The clearing of forests and fields for farming or pasture leads to the accumulation of rubble which in some localities (long before ecology was conceptualized) was distributed at the edges of the cleared land (and not burned). Over decades this became clusters of dense shrubbery and trees: copses and hedgerows. The Norman (and French) term for this is bocage (originally boscage). During WWII the area south of the D-Day beaches unexpectedly made the advance much more difficult because it presented obstructions and presented ambush points. This was a better defense than the Germans had planned! Ultimately, cleverly developed tank-corps ingenuity overcame it, but the taking of St.-Lo was greatly delayed. The bocage extends beyond the southern edge of the "Suisse Normand"
A typical French thing in Normandie
Jeu de Boules or Petanque, is a very traditionally Frenmch game that is played almost everywhere. In many villages and cities, one can find the special created Petanque lanes on shadowy places along the streets or on a square. Young and old play the game, but mostly one sees men doing it. We couldn't refuse when Lily (our camping entertainer) organised a smalle Petanque tournement in which we were (of course) absolutely crushed by the French comeptitors.
What would a coast be without lighthouses?
The Cotentin peninsula as well as further East coastline villages of Normandie, have many lighthouses. These variete from small port light houses to high towers that shine their lights over a far distance into the sea. The Gatteville-le-Phare lighthouse ("Phare", atually means lighthouse in French) is one of the highest in the world. Few pages also mention more detailed information on lighthouses, such as:Gattesville-le-Phare, Goury (Cap la Hague) and Fermanville (Cap Levi).
Vakwerk (woodwork) houses
To be honest, I do not know the exact word in English, but the woodwork (vakwerk) houses are very present in the older villages and towns of Normandie, showing that this was a popular building style here (as well as in Germany and parts of England). The houses were constructed as a wooden frame in between which plasterwork (clay or so) was pressed, forming walls. The wooden patterns stay visible, leaving often a very colourful house, especially when the platsre later was painted in various (pastel) colours.
Flag and coat of arms of Normandy
Unlike most French provinces, towns and districts, Normandie does not have the French lily in it's flag, coat of arms. No, here in Normandie it's (like in the Lowlands and England) the lion that can be found on these national items. And proud of it they are, these Normandians, as the flag waves in many many places and shows to the people that Normandy is different from the rest of France.
Historical strong agriculture
Three agribusinesses have been historically strong in Normandie, effecting the present day landscape, traditions and welfare. First the apple orchards that stand at the bases of the famous Cidre Wine and Calvados, originating from this region. Furthermore cattle keeping, especially the meat producing cattle, have created it's own Normandian race. And last but not least, horses. Normandie is famous for it's studfarms, that have in past times delivered some exquisitely bread horses.
The stone edged acres and fields
The Normandian landscape is quite similar to the English / Irish landscape in it's many stone edged fields and acres. This comes from ancient times, in which stones were the most easiest and available material to create barriers between properties. Wood was to expensive and barb wire just wasn't invented yet. The stone walls are left 'til today and form a significant beautiful presence in many landscapes.
Chemins, driving through the "chimneys"
Normandie is famous for it's "chemins". These narrow roads are flanked by walls of stone and green, that in some cases grow completely over the road, turning it into a tunnel. These charming roads are a delight for the driver, even though the landscape is completely cut off from sight. However, around the corner waits a surprise in a sudden beautiful view over the surroundings or ... a person coming towards you by car. In the last case ... may the best one win - hahaha.

● **DATA PROVIDED**
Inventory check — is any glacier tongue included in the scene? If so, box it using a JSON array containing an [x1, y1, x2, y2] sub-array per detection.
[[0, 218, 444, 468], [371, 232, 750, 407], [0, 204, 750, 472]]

● **PROBLEMS**
1: Which agribusinesses does the Normandy passage name as historically strong in the region?
2: Recast the Normandy passage's paragraph starting "The Normandian landscape is quite similar" as a short bulleted list that keeps its main facts.
Answer using only the Normandy passage.

● **TASK RESULTS**
1:
1. Apple orchards
2. Cattle keeping, especially meat-producing cattle
3. Horses, bred on stud farms

2:
- Like the English and Irish landscape, Normandy's has many fields and acres edged with stone.
- This goes back to ancient times, when stones were the easiest and most available material for barriers between properties.
- Wood was too expensive, and barbed wire had not yet been invented.
- The stone walls remain today and are a significant, beautiful presence in many landscapes.